▶ [Set task]:
Please lay out the records below as a two-column CSV with the header row "task,result" and one row per record. Put each record's wording in the "task" column and its answer in the "result" column, with each value in a single quoted field and any line breaks replaced by spaces.

* start *

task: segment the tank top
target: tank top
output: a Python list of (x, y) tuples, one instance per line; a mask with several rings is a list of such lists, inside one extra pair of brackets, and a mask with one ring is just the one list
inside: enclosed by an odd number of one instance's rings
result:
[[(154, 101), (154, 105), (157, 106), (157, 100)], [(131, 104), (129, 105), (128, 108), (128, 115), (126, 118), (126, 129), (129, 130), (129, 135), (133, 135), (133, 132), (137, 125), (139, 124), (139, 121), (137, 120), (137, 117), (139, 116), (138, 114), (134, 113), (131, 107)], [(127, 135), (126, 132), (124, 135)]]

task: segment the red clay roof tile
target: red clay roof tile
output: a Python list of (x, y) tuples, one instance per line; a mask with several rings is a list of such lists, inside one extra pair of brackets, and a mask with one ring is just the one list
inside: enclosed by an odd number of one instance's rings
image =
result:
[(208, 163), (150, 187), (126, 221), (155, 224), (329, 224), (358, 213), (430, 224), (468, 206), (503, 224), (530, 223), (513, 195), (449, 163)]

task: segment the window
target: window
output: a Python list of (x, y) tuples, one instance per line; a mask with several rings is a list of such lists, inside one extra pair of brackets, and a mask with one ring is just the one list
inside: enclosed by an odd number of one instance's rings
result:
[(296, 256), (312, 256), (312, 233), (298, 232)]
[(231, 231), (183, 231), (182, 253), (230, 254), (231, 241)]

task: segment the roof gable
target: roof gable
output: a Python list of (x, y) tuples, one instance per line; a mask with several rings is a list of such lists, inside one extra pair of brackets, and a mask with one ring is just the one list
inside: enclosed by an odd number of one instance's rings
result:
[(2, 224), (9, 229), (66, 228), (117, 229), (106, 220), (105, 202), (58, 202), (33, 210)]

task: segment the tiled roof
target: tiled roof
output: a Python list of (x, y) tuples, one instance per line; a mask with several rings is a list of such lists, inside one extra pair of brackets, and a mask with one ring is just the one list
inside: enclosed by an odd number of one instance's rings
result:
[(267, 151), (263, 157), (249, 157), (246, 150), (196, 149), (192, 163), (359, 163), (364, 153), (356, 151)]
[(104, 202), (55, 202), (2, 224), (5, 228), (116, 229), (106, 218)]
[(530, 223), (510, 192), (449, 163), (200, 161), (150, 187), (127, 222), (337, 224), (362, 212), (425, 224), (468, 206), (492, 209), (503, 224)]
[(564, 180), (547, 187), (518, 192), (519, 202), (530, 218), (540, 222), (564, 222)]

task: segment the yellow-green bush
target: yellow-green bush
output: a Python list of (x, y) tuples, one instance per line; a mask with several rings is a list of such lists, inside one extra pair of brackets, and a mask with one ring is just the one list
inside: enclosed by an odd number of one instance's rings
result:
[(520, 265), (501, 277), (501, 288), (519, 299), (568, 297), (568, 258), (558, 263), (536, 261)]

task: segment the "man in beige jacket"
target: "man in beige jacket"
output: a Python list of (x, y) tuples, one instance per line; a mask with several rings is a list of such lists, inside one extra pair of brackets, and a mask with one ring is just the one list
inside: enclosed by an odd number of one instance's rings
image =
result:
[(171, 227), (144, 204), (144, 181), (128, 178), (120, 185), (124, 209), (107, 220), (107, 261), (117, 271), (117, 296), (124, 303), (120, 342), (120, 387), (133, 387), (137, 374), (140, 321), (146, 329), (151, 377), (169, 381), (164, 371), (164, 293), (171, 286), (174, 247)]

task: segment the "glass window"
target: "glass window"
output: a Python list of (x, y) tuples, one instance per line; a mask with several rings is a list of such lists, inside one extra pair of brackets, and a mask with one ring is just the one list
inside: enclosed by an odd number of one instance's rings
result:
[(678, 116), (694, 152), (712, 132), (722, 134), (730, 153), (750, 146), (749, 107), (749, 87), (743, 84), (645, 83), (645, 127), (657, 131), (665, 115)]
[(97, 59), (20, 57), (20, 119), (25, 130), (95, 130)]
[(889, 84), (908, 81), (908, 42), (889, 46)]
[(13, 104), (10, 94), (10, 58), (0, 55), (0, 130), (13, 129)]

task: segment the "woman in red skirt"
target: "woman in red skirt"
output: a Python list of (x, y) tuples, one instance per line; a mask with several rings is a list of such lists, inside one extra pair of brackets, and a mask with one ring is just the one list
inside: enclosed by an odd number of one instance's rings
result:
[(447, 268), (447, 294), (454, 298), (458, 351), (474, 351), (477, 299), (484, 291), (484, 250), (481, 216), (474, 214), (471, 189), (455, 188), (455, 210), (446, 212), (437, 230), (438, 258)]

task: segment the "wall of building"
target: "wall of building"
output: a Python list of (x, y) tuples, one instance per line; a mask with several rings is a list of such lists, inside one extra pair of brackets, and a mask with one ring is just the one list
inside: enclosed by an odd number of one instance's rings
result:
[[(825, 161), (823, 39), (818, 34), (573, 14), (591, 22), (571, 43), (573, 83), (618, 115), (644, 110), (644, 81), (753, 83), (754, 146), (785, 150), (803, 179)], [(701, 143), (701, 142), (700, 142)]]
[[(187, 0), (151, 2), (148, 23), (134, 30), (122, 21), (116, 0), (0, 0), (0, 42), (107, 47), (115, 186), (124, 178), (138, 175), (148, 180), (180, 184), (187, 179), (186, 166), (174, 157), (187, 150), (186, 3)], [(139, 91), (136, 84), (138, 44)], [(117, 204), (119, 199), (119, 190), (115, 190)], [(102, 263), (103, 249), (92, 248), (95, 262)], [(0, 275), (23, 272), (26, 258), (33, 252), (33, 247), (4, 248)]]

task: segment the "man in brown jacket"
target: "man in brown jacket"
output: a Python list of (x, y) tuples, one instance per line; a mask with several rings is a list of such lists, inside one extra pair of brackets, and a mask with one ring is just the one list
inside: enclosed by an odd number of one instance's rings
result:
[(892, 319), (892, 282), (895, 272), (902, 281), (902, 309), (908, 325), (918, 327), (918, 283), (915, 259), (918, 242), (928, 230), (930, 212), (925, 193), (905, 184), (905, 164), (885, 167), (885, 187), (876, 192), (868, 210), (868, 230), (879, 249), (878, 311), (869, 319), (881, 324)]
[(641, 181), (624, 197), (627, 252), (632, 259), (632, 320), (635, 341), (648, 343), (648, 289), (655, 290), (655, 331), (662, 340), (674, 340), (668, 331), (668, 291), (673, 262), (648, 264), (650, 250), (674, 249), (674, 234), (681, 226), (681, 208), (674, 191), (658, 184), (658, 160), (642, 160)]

* end *

▶ [Solution to the exercise]:
task,result
"task: segment the tank top target: tank top output: a Python list of (x, y) tuples, one instance per line; a mask with several rings is a list of such lists, inside one extra pair of brackets, and a mask with one ring is just the one list inside: enclosed by an odd number of one instance's rings result:","[[(154, 101), (154, 105), (157, 106), (157, 100)], [(131, 104), (129, 105), (128, 108), (128, 115), (126, 118), (126, 129), (129, 130), (129, 135), (133, 135), (133, 132), (137, 125), (139, 124), (139, 121), (137, 120), (137, 117), (139, 116), (138, 114), (134, 113), (131, 107)], [(127, 135), (126, 132), (124, 135)]]"
"task: segment the red clay roof tile target: red clay roof tile output: a Python list of (x, y) tuples, one instance per line; a mask with several rings is a list of such lists, inside one extra pair of brackets, and a mask with one ring is just the one list inside: enclosed by an odd number of one instance's rings image = result:","[(208, 163), (150, 187), (126, 221), (155, 224), (329, 224), (358, 213), (430, 224), (468, 206), (503, 224), (530, 223), (513, 195), (449, 163)]"
"task: segment the window target: window output: a Python list of (x, y) tuples, one instance per line; a mask with several rings is a list of such lists, inside one extra pair of brackets, and a mask with one ring is just the one list inside: enclosed by an odd number of one instance's rings result:","[(296, 256), (312, 256), (312, 233), (298, 232)] [(231, 231), (183, 231), (182, 253), (230, 254), (231, 241)]"
"task: segment the roof gable target: roof gable output: a Python list of (x, y) tuples, one instance per line; a mask with several rings is a list of such lists, inside one extra pair of brackets, and a mask with one ring is just the one list inside: enclosed by an odd number of one instance's rings result:","[(2, 224), (9, 229), (66, 228), (117, 229), (106, 220), (105, 202), (58, 202), (33, 210)]"
"task: segment the tiled roof target: tiled roof output: a Python list of (x, y) tuples, one instance per line; a mask with several rings is a list of such lists, inside one extra pair of brackets, and a mask with one ring is just the one list inside: enclosed by an odd number of one instance's rings result:","[(267, 151), (263, 157), (249, 157), (246, 150), (196, 149), (192, 163), (359, 163), (364, 153), (356, 151)] [(104, 202), (55, 202), (2, 224), (5, 228), (116, 229), (106, 218)] [(530, 223), (510, 192), (449, 163), (200, 161), (150, 187), (127, 222), (337, 224), (362, 212), (425, 224), (468, 206), (492, 209), (503, 224)] [(564, 180), (547, 187), (518, 192), (519, 202), (530, 218), (540, 222), (564, 222)]"
"task: segment the yellow-green bush target: yellow-green bush output: a Python list of (x, y) tuples, one instance per line; a mask with several rings is a list of such lists, inside one extra pair of brackets, and a mask with one ring is just the one list inside: enclosed by an odd number of one instance's rings result:","[(520, 265), (501, 277), (501, 288), (519, 299), (568, 297), (568, 258), (558, 263), (536, 261)]"
"task: segment the ""man in beige jacket"" target: ""man in beige jacket"" output: a Python list of (x, y) tuples, one instance per line; a mask with several rings is a list of such lists, inside one extra pair of brackets, and a mask with one ring is just the one list inside: enclosed by an odd number of one instance's rings image = result:","[(171, 227), (144, 204), (144, 181), (128, 178), (120, 185), (124, 209), (107, 220), (107, 261), (117, 271), (117, 296), (124, 303), (120, 342), (120, 387), (133, 387), (137, 374), (140, 321), (146, 329), (151, 377), (169, 381), (164, 371), (164, 293), (171, 286), (174, 247)]"
"task: segment the ""glass window"" target: ""glass window"" output: a Python list of (x, y) tuples, one instance per line; a mask with several rings is a list of such lists, inside one extra pair of brackets, and a mask with one ring is just the one list inside: enclosed by an odd number of one instance's rings result:","[(678, 116), (694, 152), (712, 132), (722, 134), (730, 153), (750, 146), (749, 107), (749, 87), (743, 84), (645, 83), (645, 127), (657, 131), (665, 115)] [(97, 59), (20, 57), (20, 119), (25, 130), (95, 130)] [(889, 84), (908, 81), (908, 42), (889, 46)] [(13, 104), (10, 94), (10, 58), (0, 55), (0, 130), (13, 129)]"
"task: segment the ""woman in red skirt"" target: ""woman in red skirt"" output: a Python list of (x, y) tuples, one instance per line; a mask with several rings is a list of such lists, inside one extra pair of brackets, and a mask with one ring is just the one list inside: enclosed by an odd number of one instance's rings result:","[(447, 268), (447, 294), (454, 298), (458, 351), (474, 351), (477, 299), (484, 291), (484, 250), (481, 216), (474, 214), (471, 189), (455, 188), (455, 210), (446, 212), (437, 230), (438, 258)]"
"task: segment the ""wall of building"" target: ""wall of building"" output: a Python list of (x, y) tuples, one instance per line; a mask with several rings is a list of such lists, inside one extra pair of brackets, and a mask with one ring is just the one list inside: enclosed by an odd number of one instance's rings result:","[[(825, 161), (823, 39), (818, 34), (573, 14), (591, 22), (571, 43), (573, 83), (618, 115), (644, 110), (644, 81), (753, 83), (754, 146), (785, 150), (803, 179)], [(701, 143), (701, 142), (700, 142)]] [[(187, 0), (151, 2), (148, 23), (134, 30), (122, 21), (116, 0), (0, 0), (0, 42), (107, 47), (115, 186), (124, 178), (138, 175), (148, 180), (180, 184), (187, 179), (186, 166), (174, 157), (187, 150), (186, 3)], [(139, 91), (136, 84), (138, 44)], [(117, 204), (119, 199), (119, 190), (115, 190)], [(102, 263), (103, 249), (92, 248), (95, 262)], [(0, 275), (23, 272), (26, 258), (33, 252), (33, 247), (4, 248)]]"
"task: segment the ""man in brown jacket"" target: ""man in brown jacket"" output: a Python list of (x, y) tuples, one instance per line; a mask with several rings is a list of such lists, inside one extra pair of brackets, and a mask with one ring is just the one list inside: enclosed by an odd number of one instance's rings result:","[(892, 319), (892, 282), (895, 272), (902, 281), (902, 309), (908, 325), (918, 327), (918, 283), (915, 259), (918, 242), (928, 230), (930, 212), (925, 193), (905, 184), (905, 164), (885, 167), (885, 187), (876, 192), (868, 210), (868, 230), (879, 249), (878, 311), (869, 319), (881, 324)] [(641, 181), (624, 197), (627, 252), (632, 259), (632, 320), (635, 341), (648, 343), (648, 289), (655, 290), (655, 331), (662, 340), (674, 340), (668, 331), (668, 291), (673, 262), (648, 264), (650, 250), (674, 249), (674, 234), (681, 226), (681, 208), (674, 191), (658, 184), (658, 160), (642, 160)]"